SUPPLIED RECORDS>
— Start —

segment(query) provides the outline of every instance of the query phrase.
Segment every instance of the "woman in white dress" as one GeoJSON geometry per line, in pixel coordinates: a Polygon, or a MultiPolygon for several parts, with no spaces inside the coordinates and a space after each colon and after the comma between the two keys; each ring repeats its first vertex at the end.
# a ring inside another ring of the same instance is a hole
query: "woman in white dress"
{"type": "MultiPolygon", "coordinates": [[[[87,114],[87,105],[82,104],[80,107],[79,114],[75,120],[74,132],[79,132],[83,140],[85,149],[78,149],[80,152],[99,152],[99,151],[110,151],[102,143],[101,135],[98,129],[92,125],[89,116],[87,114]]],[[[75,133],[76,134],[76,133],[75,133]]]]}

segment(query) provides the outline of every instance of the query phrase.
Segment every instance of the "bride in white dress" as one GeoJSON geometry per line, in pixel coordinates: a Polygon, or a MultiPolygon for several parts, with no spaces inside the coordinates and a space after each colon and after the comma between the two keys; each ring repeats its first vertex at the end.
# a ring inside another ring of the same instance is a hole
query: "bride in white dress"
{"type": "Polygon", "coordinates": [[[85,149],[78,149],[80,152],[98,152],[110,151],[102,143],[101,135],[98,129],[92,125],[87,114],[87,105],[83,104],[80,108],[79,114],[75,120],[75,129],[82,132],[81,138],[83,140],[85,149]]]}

— End —

PROBLEM DESCRIPTION>
Can you write out all of the material above again with "pixel coordinates" replaced by "image coordinates" throughout and nothing else changed?

ANSWER TO THIS PROBLEM>
segment(query) provides the outline of every instance of the query phrase.
Segment every instance of the "woman in white dress" as one GeoJSON geometry per line, in image coordinates: a Polygon, or a MultiPolygon for several parts, with no spaces inside the coordinates and a space after each colon and after the comma between the two keys; each ring repeats its first vertex at the end.
# a ring inside another ring of the same instance is a hole
query: "woman in white dress"
{"type": "MultiPolygon", "coordinates": [[[[87,114],[87,105],[82,104],[80,107],[79,114],[75,120],[74,132],[79,132],[83,140],[85,149],[78,149],[80,152],[99,152],[99,151],[110,151],[102,143],[101,135],[98,129],[92,125],[89,116],[87,114]]],[[[75,133],[76,134],[76,133],[75,133]]]]}

segment(query) provides the outline of every instance of the query phrase.
Segment every instance of the "bride in white dress" as one GeoJSON geometry per line, in image coordinates: a Polygon, or a MultiPolygon for several parts, with no spaces inside the coordinates and a space after each colon and after the comma between the two keys; each ring repeats its first vertex at the end.
# a ring inside another ring of the same instance is a hole
query: "bride in white dress"
{"type": "Polygon", "coordinates": [[[85,149],[78,149],[80,152],[98,152],[110,151],[102,143],[101,135],[98,129],[92,125],[87,114],[87,105],[83,104],[80,108],[79,114],[75,120],[75,129],[82,132],[81,138],[83,140],[85,149]]]}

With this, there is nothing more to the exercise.